[Start of RECORDS SHOWN]

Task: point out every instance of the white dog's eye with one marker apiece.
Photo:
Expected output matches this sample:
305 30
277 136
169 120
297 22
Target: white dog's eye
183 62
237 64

[End of RECORDS SHOWN]

REQUIREMENTS
Copy the records above word for word, from the first line to the last.

RESPONSE TO THE EXERCISE
Task: point out every instance of the white dog's eye with one marker apiece.
Photo:
Expected output matches this sample:
305 30
277 136
169 120
297 22
Target: white dog's eye
183 62
237 64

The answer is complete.